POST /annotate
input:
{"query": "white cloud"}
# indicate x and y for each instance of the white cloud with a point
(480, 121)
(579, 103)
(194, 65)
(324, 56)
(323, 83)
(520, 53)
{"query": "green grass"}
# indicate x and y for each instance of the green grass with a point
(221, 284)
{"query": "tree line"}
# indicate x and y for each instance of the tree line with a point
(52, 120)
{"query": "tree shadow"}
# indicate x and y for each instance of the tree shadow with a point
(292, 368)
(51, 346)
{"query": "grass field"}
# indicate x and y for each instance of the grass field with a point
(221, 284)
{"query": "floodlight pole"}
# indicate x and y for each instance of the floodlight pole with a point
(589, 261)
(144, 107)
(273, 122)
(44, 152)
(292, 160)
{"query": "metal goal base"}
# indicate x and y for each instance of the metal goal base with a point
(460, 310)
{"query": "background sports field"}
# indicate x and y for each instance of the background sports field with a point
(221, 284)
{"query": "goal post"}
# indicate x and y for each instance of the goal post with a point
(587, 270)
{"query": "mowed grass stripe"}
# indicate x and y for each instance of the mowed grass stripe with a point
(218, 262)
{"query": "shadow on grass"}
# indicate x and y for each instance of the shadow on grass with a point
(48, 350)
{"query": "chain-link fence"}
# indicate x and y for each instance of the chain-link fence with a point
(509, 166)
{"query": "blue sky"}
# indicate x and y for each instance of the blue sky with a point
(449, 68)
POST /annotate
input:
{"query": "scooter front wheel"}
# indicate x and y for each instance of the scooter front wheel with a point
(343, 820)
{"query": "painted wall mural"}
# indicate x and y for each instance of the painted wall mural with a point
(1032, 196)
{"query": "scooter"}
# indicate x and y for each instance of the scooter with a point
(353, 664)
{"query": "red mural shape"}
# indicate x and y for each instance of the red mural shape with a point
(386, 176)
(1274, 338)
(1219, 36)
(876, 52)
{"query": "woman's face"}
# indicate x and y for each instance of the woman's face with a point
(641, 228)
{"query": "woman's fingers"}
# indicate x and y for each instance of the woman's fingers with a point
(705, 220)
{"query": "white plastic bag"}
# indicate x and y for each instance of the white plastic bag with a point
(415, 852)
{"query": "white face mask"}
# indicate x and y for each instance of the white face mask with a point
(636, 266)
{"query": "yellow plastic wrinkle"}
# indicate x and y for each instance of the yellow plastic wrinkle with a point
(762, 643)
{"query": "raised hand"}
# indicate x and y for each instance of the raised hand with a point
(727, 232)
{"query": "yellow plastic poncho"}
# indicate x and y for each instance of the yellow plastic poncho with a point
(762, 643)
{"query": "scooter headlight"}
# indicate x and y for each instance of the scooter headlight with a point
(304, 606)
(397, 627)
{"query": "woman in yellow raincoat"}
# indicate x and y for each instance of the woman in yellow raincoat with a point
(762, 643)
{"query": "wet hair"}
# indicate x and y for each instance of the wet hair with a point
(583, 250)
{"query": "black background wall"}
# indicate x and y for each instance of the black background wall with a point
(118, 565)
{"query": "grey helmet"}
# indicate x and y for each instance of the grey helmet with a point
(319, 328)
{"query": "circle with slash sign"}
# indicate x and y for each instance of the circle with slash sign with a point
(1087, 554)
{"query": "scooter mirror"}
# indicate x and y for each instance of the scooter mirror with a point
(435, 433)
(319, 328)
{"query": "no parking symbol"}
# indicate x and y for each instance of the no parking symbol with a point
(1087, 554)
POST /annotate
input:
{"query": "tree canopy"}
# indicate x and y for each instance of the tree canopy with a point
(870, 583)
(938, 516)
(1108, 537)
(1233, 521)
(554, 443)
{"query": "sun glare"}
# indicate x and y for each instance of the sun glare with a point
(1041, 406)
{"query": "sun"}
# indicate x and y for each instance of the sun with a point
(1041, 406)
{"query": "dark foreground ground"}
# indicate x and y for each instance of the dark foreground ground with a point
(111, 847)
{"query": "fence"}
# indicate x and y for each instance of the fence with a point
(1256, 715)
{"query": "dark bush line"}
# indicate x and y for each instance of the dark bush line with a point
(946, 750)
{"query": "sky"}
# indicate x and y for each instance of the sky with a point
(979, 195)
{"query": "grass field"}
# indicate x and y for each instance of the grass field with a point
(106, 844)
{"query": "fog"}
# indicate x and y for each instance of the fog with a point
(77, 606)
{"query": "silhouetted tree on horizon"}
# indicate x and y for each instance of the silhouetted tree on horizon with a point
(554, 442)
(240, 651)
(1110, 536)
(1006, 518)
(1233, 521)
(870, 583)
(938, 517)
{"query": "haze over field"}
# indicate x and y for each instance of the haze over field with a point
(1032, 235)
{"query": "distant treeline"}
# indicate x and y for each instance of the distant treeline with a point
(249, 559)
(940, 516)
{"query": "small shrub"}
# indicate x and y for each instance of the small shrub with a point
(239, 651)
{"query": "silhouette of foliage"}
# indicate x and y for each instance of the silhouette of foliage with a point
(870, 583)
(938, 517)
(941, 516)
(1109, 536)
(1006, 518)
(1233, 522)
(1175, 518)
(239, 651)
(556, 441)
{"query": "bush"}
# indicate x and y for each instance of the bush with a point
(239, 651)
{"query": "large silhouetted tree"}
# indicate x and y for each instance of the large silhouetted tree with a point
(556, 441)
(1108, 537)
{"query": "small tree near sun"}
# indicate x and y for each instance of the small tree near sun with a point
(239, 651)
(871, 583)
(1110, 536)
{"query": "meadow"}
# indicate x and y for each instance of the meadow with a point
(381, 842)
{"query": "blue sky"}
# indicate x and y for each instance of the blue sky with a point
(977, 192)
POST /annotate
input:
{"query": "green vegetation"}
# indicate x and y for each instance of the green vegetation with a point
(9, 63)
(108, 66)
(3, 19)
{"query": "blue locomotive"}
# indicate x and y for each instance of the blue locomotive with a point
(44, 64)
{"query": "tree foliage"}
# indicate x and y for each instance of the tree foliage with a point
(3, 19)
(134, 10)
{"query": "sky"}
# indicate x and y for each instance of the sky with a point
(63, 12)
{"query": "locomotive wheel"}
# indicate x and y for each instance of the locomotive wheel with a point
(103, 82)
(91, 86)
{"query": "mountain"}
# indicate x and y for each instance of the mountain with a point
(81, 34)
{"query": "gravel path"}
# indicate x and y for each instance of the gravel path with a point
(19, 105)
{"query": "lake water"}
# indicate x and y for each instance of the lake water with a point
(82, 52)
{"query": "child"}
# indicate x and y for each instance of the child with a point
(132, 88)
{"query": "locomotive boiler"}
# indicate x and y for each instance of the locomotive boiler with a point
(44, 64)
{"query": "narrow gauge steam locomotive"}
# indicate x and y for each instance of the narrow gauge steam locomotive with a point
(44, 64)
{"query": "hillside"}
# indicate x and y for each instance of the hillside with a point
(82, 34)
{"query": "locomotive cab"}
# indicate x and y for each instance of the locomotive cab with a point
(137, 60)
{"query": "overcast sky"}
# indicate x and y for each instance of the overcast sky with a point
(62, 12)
════════════════════
Assigned task: The answer must be an exact reproduction of all the records.

Answer:
POST /annotate
input:
{"query": "white cloud"}
# indicate x and y for each instance of the white cloud with a point
(480, 121)
(579, 103)
(194, 65)
(324, 56)
(323, 83)
(520, 53)
{"query": "green grass"}
# indicate x and y for each instance of the green grass with a point
(221, 284)
{"query": "tree line"}
# indicate x and y for each instance of the tree line with a point
(52, 120)
{"query": "tree shadow"}
# indicate x and y for each instance of the tree shadow with a point
(292, 368)
(51, 346)
{"query": "grass field"}
# indicate x and y for each instance of the grass field with a point
(221, 284)
{"query": "floodlight pole"}
# indicate x and y for each instance of the floodlight pole with a point
(589, 261)
(144, 107)
(273, 122)
(44, 152)
(292, 160)
{"query": "metal goal base"}
# indicate x and y for each instance of the metal goal base with a point
(460, 310)
{"query": "background sports field"}
# indicate x and y for each instance of the background sports field with a point
(221, 284)
{"query": "goal post"}
# indicate x and y for each instance of the goal post with a point
(587, 270)
{"query": "mowed grass stripe"}
# indicate x and y for each instance of the mowed grass stripe with a point
(218, 262)
{"query": "shadow on grass"}
# indicate x and y for each instance of the shadow on grass with a point
(48, 350)
{"query": "chain-link fence"}
# indicate x and y for each instance of the chain-link fence with a point
(509, 166)
{"query": "blue sky"}
# indicate x and y for each instance of the blue sky with a point
(449, 68)
POST /annotate
input:
{"query": "scooter front wheel"}
# indicate x and y for each instance of the scooter front wheel with a point
(343, 820)
{"query": "painted wall mural"}
# indicate x and y for each instance of the painted wall mural with a point
(1032, 196)
{"query": "scooter"}
# indicate x and y for each instance of the scooter with a point
(353, 664)
{"query": "red mural shape"}
# indicate x and y for each instance of the red mural shape with a point
(386, 176)
(1274, 338)
(1219, 36)
(876, 52)
{"query": "woman's face"}
# indicate x and y for each instance of the woman's face with a point
(641, 228)
{"query": "woman's fingers"}
# indicate x and y for each instance of the woman's fingers with a point
(705, 220)
{"query": "white plastic bag"}
# indicate x and y for each instance of the white plastic bag with a point
(415, 852)
{"query": "white face mask"}
# indicate x and y for each instance of the white face mask with a point
(636, 266)
{"query": "yellow plastic wrinkle"}
# indicate x and y for each instance of the yellow plastic wrinkle with a point
(762, 643)
{"query": "raised hand"}
# indicate x and y for each instance of the raised hand with a point
(727, 232)
{"query": "yellow plastic poncho"}
# indicate x and y for each instance of the yellow plastic poncho with a point
(762, 643)
{"query": "scooter headlight"}
# indicate x and y for each instance of the scooter headlight with a point
(304, 606)
(397, 627)
{"query": "woman in yellow raincoat"}
# indicate x and y for each instance of the woman in yellow raincoat with a point
(762, 643)
{"query": "wet hair"}
# indicate x and y for each instance of the wet hair with a point
(583, 250)
{"query": "black background wall"}
# indicate x and y for each instance of the black background wall with a point
(118, 565)
{"query": "grey helmet"}
# indicate x and y for each instance of the grey helmet with a point
(319, 328)
{"query": "circle with slash sign"}
# indicate x and y for each instance of the circle with slash sign with a point
(1087, 554)
{"query": "scooter mirror"}
# indicate x and y for each instance of the scooter mirror with a point
(435, 433)
(319, 328)
{"query": "no parking symbol"}
# indicate x and y for each instance of the no parking symbol with a point
(1087, 554)
POST /annotate
input:
{"query": "tree canopy"}
# indicate x and y for each instance of the tree canopy with a point
(870, 583)
(938, 516)
(1108, 537)
(1233, 521)
(554, 443)
{"query": "sun glare"}
# indicate x and y for each instance of the sun glare with a point
(1041, 406)
{"query": "sun"}
# indicate x and y for each instance of the sun with a point
(1041, 406)
{"query": "dark foreground ground"}
# indicate x and y for each instance of the dark foreground ground with a point
(111, 847)
{"query": "fence"}
# indicate x and y for each instance of the fence with a point
(1256, 715)
{"query": "dark bush line"}
# indicate x and y for each instance of the dark bush line with a point
(946, 750)
{"query": "sky"}
# indicate x and y for each instance of the sky with a point
(979, 195)
{"query": "grass field"}
# indicate x and y for each instance of the grass field with a point
(106, 844)
{"query": "fog"}
# indicate x and y for each instance of the fog with a point
(77, 606)
{"query": "silhouetted tree on horizon"}
# indicate x and y for each instance of the silhouetted tree on horizon with a point
(554, 442)
(240, 651)
(1110, 536)
(1006, 518)
(1233, 521)
(870, 583)
(938, 517)
{"query": "haze over field"}
# indicate x and y for each instance of the haze over field with a point
(1032, 235)
{"query": "distant treeline"}
# indicate x and y for each instance of the distant treeline with a point
(249, 559)
(940, 516)
{"query": "small shrub"}
# indicate x and y for each instance of the small shrub with a point
(239, 651)
{"query": "silhouette of foliage"}
# indicate x and y for each instance of the silhouette of foliage with a point
(870, 583)
(938, 517)
(941, 516)
(1109, 536)
(1006, 518)
(1233, 522)
(1175, 518)
(239, 651)
(556, 441)
{"query": "bush"}
# indicate x and y for each instance of the bush with a point
(239, 651)
{"query": "large silhouetted tree"}
# indicate x and y for each instance of the large silhouetted tree with a point
(556, 441)
(1108, 537)
{"query": "small tree near sun"}
# indicate x and y for each instance of the small tree near sun with a point
(239, 651)
(871, 583)
(1110, 536)
{"query": "meadow"}
# indicate x and y for each instance of the meadow with a point
(381, 842)
{"query": "blue sky"}
# indicate x and y for each instance of the blue sky with a point
(977, 192)
POST /annotate
input:
{"query": "green vegetation"}
# indicate x and y for each instance of the green vegetation with a point
(9, 63)
(108, 66)
(3, 19)
{"query": "blue locomotive"}
# indicate x and y for each instance of the blue locomotive with a point
(44, 64)
{"query": "tree foliage"}
# indicate x and y for each instance of the tree foliage with a point
(3, 19)
(134, 10)
{"query": "sky"}
# indicate x and y for each instance of the sky with a point
(63, 12)
{"query": "locomotive wheel"}
# indicate x and y for each instance of the locomotive wheel with a point
(103, 82)
(91, 86)
{"query": "mountain"}
# indicate x and y for each instance of the mountain with a point
(81, 34)
{"query": "gravel path"}
# indicate x and y for each instance of the gravel path with a point
(19, 105)
{"query": "lake water"}
# indicate x and y for each instance of the lake water with a point
(82, 52)
{"query": "child"}
# indicate x and y for each instance of the child with a point
(132, 88)
{"query": "locomotive boiler"}
# indicate x and y for each instance of the locomotive boiler with a point
(44, 64)
{"query": "narrow gauge steam locomotive"}
# indicate x and y for each instance of the narrow gauge steam locomotive with a point
(44, 64)
{"query": "hillside"}
# indicate x and y for each instance of the hillside with a point
(82, 34)
{"query": "locomotive cab"}
# indicate x and y for each instance of the locomotive cab with a point
(137, 60)
{"query": "overcast sky"}
# indicate x and y for each instance of the overcast sky with a point
(62, 12)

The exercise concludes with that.